▶ **WHAT THIS TASK INVOLVES**
The complete listing should be transcribed precisely.

▶ **RECORDS**
--------------------------------

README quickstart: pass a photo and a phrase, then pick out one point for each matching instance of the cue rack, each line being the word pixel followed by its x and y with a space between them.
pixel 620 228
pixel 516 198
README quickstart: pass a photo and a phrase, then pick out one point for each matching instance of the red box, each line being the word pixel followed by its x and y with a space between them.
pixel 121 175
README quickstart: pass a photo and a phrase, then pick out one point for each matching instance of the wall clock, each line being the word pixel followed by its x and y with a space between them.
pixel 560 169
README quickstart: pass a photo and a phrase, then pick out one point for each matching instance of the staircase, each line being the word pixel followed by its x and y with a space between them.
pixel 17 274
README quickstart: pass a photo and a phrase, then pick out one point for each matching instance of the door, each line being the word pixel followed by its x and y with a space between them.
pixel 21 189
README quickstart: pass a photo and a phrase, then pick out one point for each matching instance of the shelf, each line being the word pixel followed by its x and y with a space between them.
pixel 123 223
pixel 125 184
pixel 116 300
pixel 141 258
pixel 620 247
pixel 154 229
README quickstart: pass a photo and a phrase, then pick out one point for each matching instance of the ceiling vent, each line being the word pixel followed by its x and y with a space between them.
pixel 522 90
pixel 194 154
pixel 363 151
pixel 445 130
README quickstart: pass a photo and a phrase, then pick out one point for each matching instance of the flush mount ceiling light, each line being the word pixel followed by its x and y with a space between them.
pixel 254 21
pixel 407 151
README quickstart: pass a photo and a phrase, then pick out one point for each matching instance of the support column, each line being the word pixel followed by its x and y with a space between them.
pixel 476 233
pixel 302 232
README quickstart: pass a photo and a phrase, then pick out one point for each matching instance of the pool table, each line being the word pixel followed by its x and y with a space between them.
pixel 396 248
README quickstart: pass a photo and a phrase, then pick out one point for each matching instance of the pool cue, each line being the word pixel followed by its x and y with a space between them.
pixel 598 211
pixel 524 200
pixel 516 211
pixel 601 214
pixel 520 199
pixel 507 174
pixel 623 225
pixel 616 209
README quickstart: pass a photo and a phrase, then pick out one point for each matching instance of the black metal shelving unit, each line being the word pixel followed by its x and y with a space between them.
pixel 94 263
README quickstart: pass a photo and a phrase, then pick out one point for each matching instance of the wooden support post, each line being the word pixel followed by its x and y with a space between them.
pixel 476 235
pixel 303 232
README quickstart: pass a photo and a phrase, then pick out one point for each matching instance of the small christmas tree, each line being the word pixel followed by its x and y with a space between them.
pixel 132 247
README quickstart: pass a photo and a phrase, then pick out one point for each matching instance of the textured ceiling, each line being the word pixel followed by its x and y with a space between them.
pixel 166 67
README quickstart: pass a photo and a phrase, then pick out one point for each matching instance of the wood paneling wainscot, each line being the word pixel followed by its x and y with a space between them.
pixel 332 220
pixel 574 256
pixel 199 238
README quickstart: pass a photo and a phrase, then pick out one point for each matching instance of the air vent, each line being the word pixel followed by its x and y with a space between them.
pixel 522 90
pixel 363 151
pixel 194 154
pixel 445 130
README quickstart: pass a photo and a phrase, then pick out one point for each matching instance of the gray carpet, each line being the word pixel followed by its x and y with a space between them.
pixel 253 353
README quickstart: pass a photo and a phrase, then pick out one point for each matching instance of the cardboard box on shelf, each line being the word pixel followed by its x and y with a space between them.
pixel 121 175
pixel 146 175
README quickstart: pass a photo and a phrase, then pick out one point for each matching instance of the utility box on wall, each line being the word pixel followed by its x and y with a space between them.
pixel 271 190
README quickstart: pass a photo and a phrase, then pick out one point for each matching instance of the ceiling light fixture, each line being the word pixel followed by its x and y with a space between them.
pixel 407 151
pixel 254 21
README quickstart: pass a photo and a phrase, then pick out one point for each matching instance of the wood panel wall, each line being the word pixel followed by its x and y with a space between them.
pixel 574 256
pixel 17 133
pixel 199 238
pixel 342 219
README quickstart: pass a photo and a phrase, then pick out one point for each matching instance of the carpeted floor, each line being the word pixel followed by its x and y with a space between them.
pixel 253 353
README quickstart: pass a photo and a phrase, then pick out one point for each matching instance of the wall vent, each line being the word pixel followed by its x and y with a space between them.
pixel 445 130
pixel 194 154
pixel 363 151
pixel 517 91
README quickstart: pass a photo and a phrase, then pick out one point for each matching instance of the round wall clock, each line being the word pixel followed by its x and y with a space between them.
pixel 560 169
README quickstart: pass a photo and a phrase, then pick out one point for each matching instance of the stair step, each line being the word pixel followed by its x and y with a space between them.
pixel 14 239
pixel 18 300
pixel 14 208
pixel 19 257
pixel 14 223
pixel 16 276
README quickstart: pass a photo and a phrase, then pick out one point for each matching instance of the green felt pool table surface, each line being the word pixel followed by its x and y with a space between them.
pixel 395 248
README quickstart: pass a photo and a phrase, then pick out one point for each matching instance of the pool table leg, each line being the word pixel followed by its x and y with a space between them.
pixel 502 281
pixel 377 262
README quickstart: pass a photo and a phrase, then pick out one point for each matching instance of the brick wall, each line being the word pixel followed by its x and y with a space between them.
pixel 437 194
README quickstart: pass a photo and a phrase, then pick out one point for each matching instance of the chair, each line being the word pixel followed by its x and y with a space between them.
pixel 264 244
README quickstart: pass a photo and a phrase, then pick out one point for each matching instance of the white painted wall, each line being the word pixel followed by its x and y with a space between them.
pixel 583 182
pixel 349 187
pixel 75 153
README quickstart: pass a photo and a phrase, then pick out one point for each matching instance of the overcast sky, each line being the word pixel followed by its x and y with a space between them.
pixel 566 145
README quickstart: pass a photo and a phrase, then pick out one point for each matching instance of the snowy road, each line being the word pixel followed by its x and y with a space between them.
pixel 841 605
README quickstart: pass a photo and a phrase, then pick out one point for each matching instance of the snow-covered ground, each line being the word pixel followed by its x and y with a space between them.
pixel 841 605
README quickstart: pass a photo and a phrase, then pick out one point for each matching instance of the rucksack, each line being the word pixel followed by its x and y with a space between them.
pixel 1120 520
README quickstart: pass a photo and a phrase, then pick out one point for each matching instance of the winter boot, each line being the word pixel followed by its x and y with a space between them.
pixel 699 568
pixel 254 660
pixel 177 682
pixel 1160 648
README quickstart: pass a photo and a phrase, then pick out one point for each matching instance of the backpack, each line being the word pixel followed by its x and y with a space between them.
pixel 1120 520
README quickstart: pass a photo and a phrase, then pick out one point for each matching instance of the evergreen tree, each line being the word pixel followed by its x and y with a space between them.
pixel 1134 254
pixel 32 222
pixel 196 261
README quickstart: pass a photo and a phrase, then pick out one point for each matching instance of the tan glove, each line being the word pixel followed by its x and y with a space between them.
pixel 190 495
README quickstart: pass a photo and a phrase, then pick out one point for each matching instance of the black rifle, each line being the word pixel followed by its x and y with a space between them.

--------------------------------

▶ **EXERCISE RESPONSE**
README quickstart: pass a photo and a phrase, then pick out one point for each matching instance of the cue rack, each line being the word pixel followed by its x and y with a space between them.
pixel 620 228
pixel 516 198
README quickstart: pass a photo and a phrase, then pick out one point for each matching instance of the red box, each line being the word pixel followed by its x and y with a space between them.
pixel 121 175
README quickstart: pass a photo and a phrase, then pick out one point for each matching instance of the wall clock, each line being the word pixel followed by its x and y with a space between them.
pixel 560 169
README quickstart: pass a photo and a phrase, then pick out one point for each matching instance of the staircase, each line being the word pixel followed by its x and y with a space between them.
pixel 17 274
README quickstart: pass a photo and a phrase, then pick out one point for each matching instance of the door, each line being the word pixel followed by its x and y with a space between them.
pixel 21 189
README quickstart: pass a photo and a phrase, then pick out one point for each matching instance of the shelf, each line being the word pixel followed by its x and y with a space between them.
pixel 123 223
pixel 125 184
pixel 116 300
pixel 141 258
pixel 620 247
pixel 154 229
README quickstart: pass a photo and a phrase, then pick out one point for each matching instance of the ceiling vent, each line being the word pixel followed by its x and y with a space between them.
pixel 522 90
pixel 194 154
pixel 363 151
pixel 445 130
README quickstart: pass a photo and a phrase, then pick out one point for each matching instance of the flush mount ceiling light, each line being the word pixel followed by its x and y with a space between them.
pixel 254 21
pixel 407 151
README quickstart: pass a photo and a phrase, then pick out one point for each matching instance of the support column, each line being the word pixel followed by its x and y with a space between them.
pixel 476 233
pixel 302 232
README quickstart: pass a photo and a phrase, then pick out one point for each matching instance of the pool table, each line being the word pixel followed by its x and y with a space between them.
pixel 396 248
README quickstart: pass a photo and a phrase, then pick out one point for each matching instance of the pool cue, each line being the word pixel followed by its x and y with a space between them.
pixel 598 211
pixel 524 200
pixel 516 211
pixel 601 214
pixel 520 199
pixel 507 174
pixel 623 225
pixel 616 209
README quickstart: pass a photo and a phrase, then pick out one point for each matching instance of the black metal shelving unit, each line being the word pixel followed by its x and y with a space between them.
pixel 94 263
README quickstart: pass a photo and a phrase, then pick out one point for each matching instance of the wooden support post, each line being the word pixel followed by its x and y with a space between them.
pixel 476 235
pixel 303 232
README quickstart: pass a photo and a phrase, then pick out one point for each matching instance of the small christmas tree, each line being the word pixel followed by its x and y with a space between them.
pixel 132 247
README quickstart: pass a photo and a phrase, then pick out one point for each matching instance of the textured ceiling, each line being the word pixel followed by its x and y with a space between them.
pixel 166 67
README quickstart: pass a photo and a phrase, then pick out one point for each matching instance of the wood paneling wainscot, each line being the word pixel followed by its x and y with a space between them.
pixel 332 220
pixel 574 256
pixel 199 238
README quickstart: pass a photo and a phrase, then pick out one point for each matching instance of the air vent, each line being the word pixel followed by its x and y with a space between them.
pixel 522 90
pixel 363 151
pixel 194 154
pixel 445 130
README quickstart: pass a photo and a phrase, then pick out one point for each matching instance of the gray carpet, each line being the word pixel followed by its x and y with a space between them.
pixel 253 353
README quickstart: pass a photo and a phrase, then pick out one point for each matching instance of the cardboard box on shelf, each line being the word pixel followed by its x and y with a space between them.
pixel 121 175
pixel 146 175
README quickstart: pass a photo and a phrase, then pick out one point for each matching instance of the utility box on wall, each line being the word pixel followed by its x and y with a space between them.
pixel 271 190
README quickstart: pass a photo and a phrase, then pick out one point for each matching instance of the ceiling light fixture, each line being the word pixel followed by its x and y with a space between them.
pixel 407 151
pixel 254 21
README quickstart: pass a photo and a phrase, then pick out one point for each matching instance of the wood panel wall, each line being the word pixel followed by its x and y with a space between them.
pixel 574 256
pixel 17 133
pixel 199 238
pixel 342 219
README quickstart: pass a photo and a phrase, then pick out one point for each matching instance of the carpeted floor, each line being the word pixel followed by its x and y with a space between them.
pixel 253 353
README quickstart: pass a photo and a phrase, then pick out one point for each matching instance of the wall vent, each line being the word pixel followed by its x and y with a space between them.
pixel 445 130
pixel 194 154
pixel 363 151
pixel 517 91
README quickstart: pass a photo and a phrase, then pick out one point for each matching instance of the round wall clock, each line being the word pixel followed by its x and y with a space between them.
pixel 560 169
README quickstart: pass a photo and a phrase, then pick out one point for each matching instance of the stair step, each line being the word pixel followed by its x and y with a space between them.
pixel 14 239
pixel 18 300
pixel 14 208
pixel 19 257
pixel 14 223
pixel 16 276
README quickstart: pass a photo and a phrase, then pick out one point for each matching instance of the green felt pool table surface, each line being the word pixel followed by its x and y with a space between them.
pixel 395 248
README quickstart: pass a photo and a phrase, then pick out one point for each matching instance of the pool table leg, each line being the word pixel followed by its x and y with a space between them.
pixel 502 281
pixel 377 262
README quickstart: pass a photo and a phrase, then pick out one point for each matching instance of the brick wall, each line being the word pixel followed by its x and y with a space between them.
pixel 437 194
README quickstart: pass a photo and a phrase, then pick out one point for each matching instance of the chair, each line being the word pixel followed by its x and y with a space between them.
pixel 264 244
README quickstart: pass a photo and a phrase, then pick out one point for each matching instance of the white painted wall, each line being the word pixel followed by its x and y with a space between them.
pixel 583 182
pixel 349 187
pixel 75 153
README quickstart: pass a photo and a phrase, then pick out one point for each matching instance of the overcast sky, each line being the word pixel followed by its x and y with a space between them.
pixel 566 145
README quickstart: pass a photo and a phrase, then pick out one point for each matching instance of the snowy road, each line being the word pixel followed by its x and y with a space between them.
pixel 841 605
README quickstart: pass a photo and a phrase, then pick out one point for each matching instance of the snow-covered ground, each line being the word pixel followed by its x and y with a space between them.
pixel 841 605
README quickstart: pass a photo and a phrase, then pick out one point for each matching instance of the rucksack, each line being the word pixel followed by its x and y with a space between them.
pixel 1120 520
README quickstart: pass a photo and a phrase, then pick out one point for each matching instance of the winter boot, each line being the word pixel followed by its x and y with a space between them.
pixel 699 568
pixel 254 660
pixel 177 682
pixel 1160 648
README quickstart: pass a photo and a phrase, then pick out one point for each matching instance of the backpack, each line being the word pixel followed by its x and y with a space between them.
pixel 1120 520
README quickstart: pass a photo and a phrase, then pick out one point for each matching instance of the evergreen tree, each line being the word pixel followed by its x and y with a space between them.
pixel 1134 254
pixel 32 222
pixel 196 261
README quickstart: pass a photo and a phrase, then pick out one point for each matching instance of the tan glove, each line being the word pixel followed by its x and y with a space between them.
pixel 190 495
README quickstart: pass a photo and a phrase, then pick out one point for each matching instance of the black rifle, each line being the word pixel followed by its x and y with a space between them.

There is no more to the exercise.